▶ _GECITEERDE PASSAGE_
===
De kolonisten kwamen overwegend uit de Friese kuststreken. Hun aanwezigheid moet de oorspron­kelijke bevolking van het achterland al snel overvleugeld hebben. De hele streek van Westerlee tot Bellingwolde werd uiteindelijk bij het Reiderland gerekend, terwijl de naam Vriescheloo de aanwezigheid van Friese kolonisten in Westerwolde doet vermoeden. Wellicht waren het zelfs de Addinga’s te Wedde, die zichzelf hoofdelingen in het Reiderland noemden, wier voorouders leiding aan de kolonisatie hebben gegeven. Bij Nieuweschans zijn in 1999 twee steenhuizen van het verdronken dorp Houwingaham opgegraven. De dorpsheer Nonna Uwinga was in 1325 één van de leidende mensen in het Reiderland; misschien heeft het dorp zijn naam te danken aan deze familie (*Uwinga-ham). Soortgelijke steenhuizen werden onder andere blootgelegd in Zuidbroek, Midwolda, Winschoten, Vriescheloo, Bellingwolde en Wymeer. Alleen al in het Oldambt zijn ongeveer honderd steenhuizen gelokaliseerd. Belangrijke borgen die ook een militaire betekenis hadden, waren te vinden in Zuidbroek, Lutke-Termunten, Reide, Nesserland, Wilgum, Berum, Ockeweer, Wynham en Wynedaham. Zij werden bewoond door de leden van de belangrijkste families, zoals Eppenga, Haykinga, Herwarda, Imeckna, Walberta en Wibrenda. In de veertiende eeuw duiken daarnaast nog andere namen op, bijvoorbeeld Gockinga, Houwerda, Huninga, Memminga, Nonninga, Popinga, Rewinga, Sanninge, Sibinga, Synada, Tiadekena, Tiddinga en Wynelde. De leden van deze families waren vaak onderling verwant en hun voorouders maakten hier ongetwijfeld al eeuwenlang de dienst uit.
===
▶ _KORTE OPGAVE 1_
In welk jaar werden volgens de passage over de Friese kolonisten bij Nieuweschans twee steenhuizen van het verdronken dorp Houwingaham opgegraven?

[Puntgebaseerde annotatiegegevens]
===
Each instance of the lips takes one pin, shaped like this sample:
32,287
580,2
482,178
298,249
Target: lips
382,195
===
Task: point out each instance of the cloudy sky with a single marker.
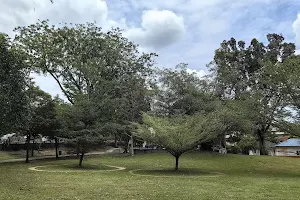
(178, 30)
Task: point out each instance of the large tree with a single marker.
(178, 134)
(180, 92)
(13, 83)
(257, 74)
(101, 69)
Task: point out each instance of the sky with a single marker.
===
▶ _KORTE OPGAVE 2_
Zet de regels uit de records, vanaf de regel met "Task: point out each instance of the large" tot en met de regel met "Task: point out each instance of the sky", om in een JSON-lijst van strings met één string per regel. Laat lege regels weg.

▶ _UITKOMST 1_
In 1999.

▶ _UITKOMST 2_
[
  "Task: point out each instance of the large tree with a single marker.",
  "(178, 134)",
  "(180, 92)",
  "(13, 83)",
  "(257, 74)",
  "(101, 69)",
  "Task: point out each instance of the sky with a single marker."
]